▸ **Problem description**
Since the data must remain as supplied, reproduce it word for word.

----

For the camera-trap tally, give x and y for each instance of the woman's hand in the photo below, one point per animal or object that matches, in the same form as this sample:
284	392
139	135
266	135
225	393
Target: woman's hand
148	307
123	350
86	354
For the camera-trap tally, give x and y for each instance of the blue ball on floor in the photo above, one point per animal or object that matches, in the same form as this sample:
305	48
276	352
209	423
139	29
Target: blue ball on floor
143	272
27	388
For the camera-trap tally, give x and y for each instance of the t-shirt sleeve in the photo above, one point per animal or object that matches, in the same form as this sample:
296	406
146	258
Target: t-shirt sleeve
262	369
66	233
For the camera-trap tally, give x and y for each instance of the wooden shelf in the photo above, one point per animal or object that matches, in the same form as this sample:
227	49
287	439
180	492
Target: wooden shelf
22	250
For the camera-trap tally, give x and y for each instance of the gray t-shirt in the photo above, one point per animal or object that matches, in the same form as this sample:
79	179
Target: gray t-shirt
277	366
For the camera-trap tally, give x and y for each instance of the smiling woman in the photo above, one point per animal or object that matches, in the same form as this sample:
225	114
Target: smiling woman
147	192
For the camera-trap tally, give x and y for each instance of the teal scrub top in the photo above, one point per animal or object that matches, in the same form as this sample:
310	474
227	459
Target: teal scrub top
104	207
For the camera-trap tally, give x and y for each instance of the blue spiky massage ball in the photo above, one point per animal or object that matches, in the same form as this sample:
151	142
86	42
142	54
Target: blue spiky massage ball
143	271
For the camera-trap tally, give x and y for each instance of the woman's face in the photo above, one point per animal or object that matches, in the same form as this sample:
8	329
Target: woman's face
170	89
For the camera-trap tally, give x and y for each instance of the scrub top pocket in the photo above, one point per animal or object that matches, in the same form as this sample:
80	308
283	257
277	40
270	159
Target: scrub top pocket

----

▸ **Solution for this task**
For the camera-trap tally, give x and y for each instance of the woman's hand in the photo below, one point per animal or object that matches, in the same form as this sample:
284	392
139	135
266	135
225	393
Target: woman's hand
148	307
123	350
86	354
For the camera-trap tally, give x and y for each instance of the blue ball on floor in the photo above, one point per animal or object that matches, in the same form as this sample:
305	48
276	352
209	423
139	29
Target: blue ball on floor
143	272
27	388
For the camera-trap tally, give x and y for each instance of the t-shirt sleeve in the photo above, one point per animal or object that matches, in the same form as this sample:
296	406
146	258
Target: t-shirt sleeve
262	369
66	233
For the camera-trap tally, give x and y for each instance of the wooden shelf in the photo above, one point per animal or object that matches, in the same form as this sample:
227	49
287	439
180	492
Target: wooden shelf
22	250
For the camera-trap tally, give x and y for each instance of the gray t-shirt in the photo above, one point per animal or object that matches, in the same form as this sample:
79	179
Target: gray t-shirt
277	366
For the camera-trap tally, give x and y for each instance of the smiling woman in the photo above, one point per animal or object that matches, in the same form as this sample:
225	114
Target: smiling woman
147	192
For the camera-trap tally, give x and y for each instance of the teal scrub top in the photo above, one point per animal or object that matches, in the same form as this sample:
310	474
227	459
Target: teal scrub top
104	207
For the camera-trap tally, give x and y for each instance of the blue spiky massage ball in the photo above, one point per animal or object that matches, in the same form as this sample:
151	142
86	42
142	54
Target: blue spiky massage ball
143	271
For the camera-trap tally, give x and y for each instance of the woman's face in the photo above, one point per animal or object that matches, in the same form as this sample:
8	329
Target: woman's face
170	89
For the camera-trap tally, give x and y for each instance of the scrub top pocket in the photo above, one point per animal or object that matches, in the same form as this sample:
80	308
283	257
277	40
270	159
Target: scrub top pocket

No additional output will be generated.